» **Exercise brief**:
The listing beneath should be written out in full, exactly as shown.

# Source records start

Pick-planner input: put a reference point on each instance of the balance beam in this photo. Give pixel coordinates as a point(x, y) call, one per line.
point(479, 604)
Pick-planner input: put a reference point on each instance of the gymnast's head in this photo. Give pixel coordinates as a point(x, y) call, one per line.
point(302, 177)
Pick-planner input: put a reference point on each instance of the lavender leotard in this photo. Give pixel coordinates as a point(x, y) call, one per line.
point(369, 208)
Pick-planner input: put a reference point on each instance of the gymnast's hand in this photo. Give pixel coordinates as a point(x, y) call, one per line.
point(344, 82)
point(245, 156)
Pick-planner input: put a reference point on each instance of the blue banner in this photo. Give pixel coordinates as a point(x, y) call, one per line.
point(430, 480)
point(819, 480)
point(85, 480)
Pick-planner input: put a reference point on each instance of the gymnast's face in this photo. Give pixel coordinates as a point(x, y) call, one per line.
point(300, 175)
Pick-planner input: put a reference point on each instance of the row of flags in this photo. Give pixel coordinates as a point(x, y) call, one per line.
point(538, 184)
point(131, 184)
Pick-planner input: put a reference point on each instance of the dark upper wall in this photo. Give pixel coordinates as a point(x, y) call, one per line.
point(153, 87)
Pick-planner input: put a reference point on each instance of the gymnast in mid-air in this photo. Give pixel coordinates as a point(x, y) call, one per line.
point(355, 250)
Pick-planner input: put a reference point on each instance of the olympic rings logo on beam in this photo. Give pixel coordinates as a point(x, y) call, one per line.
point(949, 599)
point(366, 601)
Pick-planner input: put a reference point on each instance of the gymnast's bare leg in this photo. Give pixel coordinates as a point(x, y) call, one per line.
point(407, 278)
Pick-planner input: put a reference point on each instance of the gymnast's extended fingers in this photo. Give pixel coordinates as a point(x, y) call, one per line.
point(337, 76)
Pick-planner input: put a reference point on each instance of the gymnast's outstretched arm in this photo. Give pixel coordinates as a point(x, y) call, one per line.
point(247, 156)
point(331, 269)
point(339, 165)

# Source records end

» **Solved exercise**:
Pick-planner input: put a reference point on each instance of the balance beam in this photo. Give pixel coordinates as a point(x, y) call, one per line.
point(479, 604)
Pick-planner input: put a reference point on each instance of the gymnast's head in this photo. Give pixel coordinates as a point(x, y) call, one per line.
point(302, 177)
Pick-planner input: put a reference point on each instance of the lavender leotard in this photo. Give pixel coordinates as a point(x, y) call, one per line.
point(369, 208)
Pick-planner input: put a reference point on each instance of the gymnast's hand in this photo. Give pixel coordinates as a point(x, y) call, one per line.
point(344, 82)
point(245, 156)
Pick-planner input: put a reference point on each instance of the blue banner in this photo. Give pixel coordinates as a point(x, y) call, one per line.
point(430, 480)
point(819, 480)
point(85, 480)
Pick-planner input: put a reference point on each instance of the gymnast's face in this photo. Give pixel coordinates as a point(x, y) call, one per line.
point(300, 175)
Pick-planner input: put a reference point on each instance of the row of flags in this photo. Give pixel coordinates as a point(x, y) call, one per line.
point(538, 184)
point(131, 184)
Pick-planner input: put a reference point on each instance of the dark upper wall in this photo. Give pixel coordinates as a point(x, y) call, one per line.
point(153, 87)
Pick-planner input: put a reference point on each instance of the gymnast in mid-air in this photo. Give pixel coordinates as a point(x, y) call, one per line.
point(355, 250)
Pick-planner input: put a reference point on each instance of the olympic rings logo on beam in this photo. Give pixel coordinates as a point(x, y) call, one per line.
point(949, 599)
point(366, 601)
Pick-planner input: put a reference point on each instance of the gymnast's bare leg in this photo. Give pixel coordinates as a point(x, y) call, one per line.
point(407, 278)
Pick-planner input: put a reference point on each instance of the gymnast's extended fingers in this photo. Give pixel coordinates as a point(x, y) call, one per line.
point(337, 76)
Pick-planner input: put a reference point on each instance of the gymnast's outstretched arm in this photo. Give pixel coordinates as a point(x, y) call, one per line.
point(247, 156)
point(331, 269)
point(339, 165)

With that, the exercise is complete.